TEKS YANG DIBERIKAN:
#####

Foucault mengatakan ada
dimensi yang hilang dalam penalaran atau dengan kata lain, mungkin dalam
kegilaan terdapat kebijaksanaan (Sarup, 2011:96). Manusia telah dibebaskan dari
ikatan rantai fisik, tapi kini dibelenggu dengan ikatan rantai mental. Menurut
Foucault, kegilaan tidak pernah dipahami; kegilaan tidak dapat dijelaskan
secara utuh dengan konsep-konsep yang kita gunakan untuk mendeskripsikannya.
Bagi Foucault, menjadi bebas berarti tidak menjadi makhluk yang rasional dan
sadar. Para kritikus mempersoalkan, bagaimana Foucault menangkap semangat
kegilaan bila ia jelas-jelas menulis dari sudut pandang penalaran. Ciri tulisan
Foucault adalah kecenderungan meringkas sejarah umum menjadi penelusuran
kelahiran lembaga-lembaga tertentu. Wacana sebaiknya dipahami sebagai praktik
yang secara sitematik membentuk objek-objek yang dibahas.
Wacana dalam pandangan
Foucault memiliki relevansi dengan seluruh bidang kehidupan. Kegilaan erat
kaitannya dengan kekuasaan. Kegilaan adalah gangguan mental atau definisi yang
lebih manusiawi adalah orang-orang yang berprilaku berbeda dengan orang lain
yang mengakibatkan mereka dianggap sebagai individu-individu yang marginal
(Ratna, 2011: 284).

#####

BARIS DATA:
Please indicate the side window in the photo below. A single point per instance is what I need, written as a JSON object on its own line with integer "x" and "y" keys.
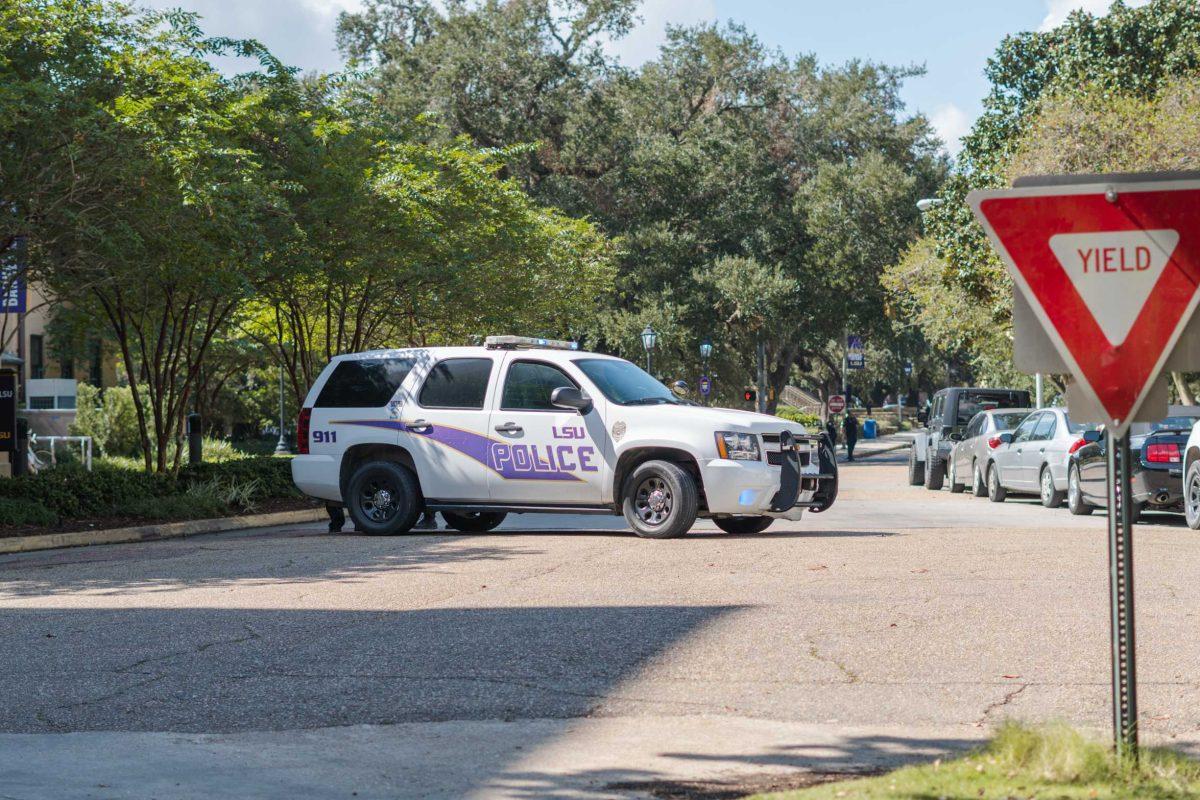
{"x": 364, "y": 383}
{"x": 528, "y": 385}
{"x": 456, "y": 383}
{"x": 1025, "y": 429}
{"x": 1045, "y": 427}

#####

TUGAS DIKERJAKAN:
Dalam teks tentang Foucault dan kegilaan, apa arti menjadi bebas bagi Foucault?

HASIL TUGAS:
Bagi Foucault, menjadi bebas berarti tidak menjadi makhluk yang rasional dan sadar.